Tarefa A. Reescreva de forma mais breve o parágrafo do texto sobre a leitura que começa com "Esse ditado ou chavão", mantendo seus fatos principais.

Trecho da página.
####

Tem "machucho"?
O homem é o que lê.
Não se leve à conta de paroxismo, assumir essa assertiva de que todo homem seja necessariamente o resultado de suas leituras. Nem tanto.
Esse ditado ou chavão corre por aí com tanta força, porque, de fato, desde que se aprecie a leitura, a influência dela é silente e gradativa, mas existe. E pode então nortear ou também confundir a conduta ou as reações do leitor.
Existe nessa situação o lado de quem escreve e o de quem lê. Os textos, crônicas, livros, anúncios e reportagens - e o que mais seja do gênero – são produzidos pelo prazer em si de escrever em primeiro lugar e também com o escopo de que haja quem os aprecie.
Na arte da escrita, porque ela é enfocada aqui apenas no bom sentido e do ponto de vista de quem almeje oferecer algo de sadio e aproveitável, existem autores que a desempenham com finalidade profissional, de que não se exime o seu aspecto prazeroso, como também outros que assim atuam por mero diletantismo. Num e noutro caso, sobra mesmo saber se quem escreve tem leitores habituais. Isso se observa, por exemplo, em matéria de jornais propriamente, toda vez que o leitor não faça mera leitura corrida de suas páginas. Ao contrário, ele procura primeiro, numa sequência de importância e de particular interesse, as matérias que lhe toquem mais de perto. Não há ordem na busca das páginas, a ponto de poder se começar quem sabe pela última.

####

Entradas extraídas.
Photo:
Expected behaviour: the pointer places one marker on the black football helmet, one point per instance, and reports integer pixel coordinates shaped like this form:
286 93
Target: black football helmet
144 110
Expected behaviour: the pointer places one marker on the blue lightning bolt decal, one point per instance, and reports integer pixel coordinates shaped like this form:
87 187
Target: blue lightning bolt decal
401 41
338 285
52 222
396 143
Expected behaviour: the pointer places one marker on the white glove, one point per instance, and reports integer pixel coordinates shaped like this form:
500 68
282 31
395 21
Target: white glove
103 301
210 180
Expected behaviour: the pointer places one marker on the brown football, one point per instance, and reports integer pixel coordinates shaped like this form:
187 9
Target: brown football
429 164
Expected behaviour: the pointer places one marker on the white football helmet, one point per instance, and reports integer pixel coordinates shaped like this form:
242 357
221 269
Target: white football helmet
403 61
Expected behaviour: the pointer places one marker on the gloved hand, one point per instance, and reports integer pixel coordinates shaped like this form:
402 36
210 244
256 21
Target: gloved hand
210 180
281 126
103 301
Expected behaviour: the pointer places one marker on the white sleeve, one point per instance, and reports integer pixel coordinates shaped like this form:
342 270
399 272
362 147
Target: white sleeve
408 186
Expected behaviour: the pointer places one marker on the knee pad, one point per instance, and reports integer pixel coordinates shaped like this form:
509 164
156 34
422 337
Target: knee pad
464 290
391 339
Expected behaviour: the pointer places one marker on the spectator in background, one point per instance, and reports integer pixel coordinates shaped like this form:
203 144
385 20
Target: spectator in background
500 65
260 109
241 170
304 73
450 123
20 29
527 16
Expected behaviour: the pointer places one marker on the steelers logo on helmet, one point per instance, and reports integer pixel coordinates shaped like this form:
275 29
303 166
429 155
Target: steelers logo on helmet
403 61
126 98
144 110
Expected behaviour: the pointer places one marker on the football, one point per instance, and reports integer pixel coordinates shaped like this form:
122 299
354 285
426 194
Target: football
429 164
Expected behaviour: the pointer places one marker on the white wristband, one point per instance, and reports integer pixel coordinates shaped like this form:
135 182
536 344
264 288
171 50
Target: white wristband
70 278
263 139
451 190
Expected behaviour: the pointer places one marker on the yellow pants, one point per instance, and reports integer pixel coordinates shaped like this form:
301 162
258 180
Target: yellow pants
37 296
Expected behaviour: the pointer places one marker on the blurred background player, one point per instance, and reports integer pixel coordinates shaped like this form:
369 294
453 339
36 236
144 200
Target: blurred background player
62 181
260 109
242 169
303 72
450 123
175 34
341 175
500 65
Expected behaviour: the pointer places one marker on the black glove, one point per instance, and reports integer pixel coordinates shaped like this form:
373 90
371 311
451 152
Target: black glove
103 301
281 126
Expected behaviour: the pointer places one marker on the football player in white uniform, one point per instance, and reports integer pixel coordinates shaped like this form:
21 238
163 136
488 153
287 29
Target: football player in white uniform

####

Tarefa B. Reúna todas as linhas das entradas acima que contêm a palavra "decal".

Resposta do exercício A. O ditado circula com força porque, para quem aprecia a leitura, ela exerce uma influência silenciosa e gradual, mas real. Essa influência pode orientar ou também confundir a conduta e as reações do leitor.

Resposta do exercício B.
Expected behaviour: the pointer places one marker on the blue lightning bolt decal, one point per instance, and reports integer pixel coordinates shaped like this form:
Target: blue lightning bolt decal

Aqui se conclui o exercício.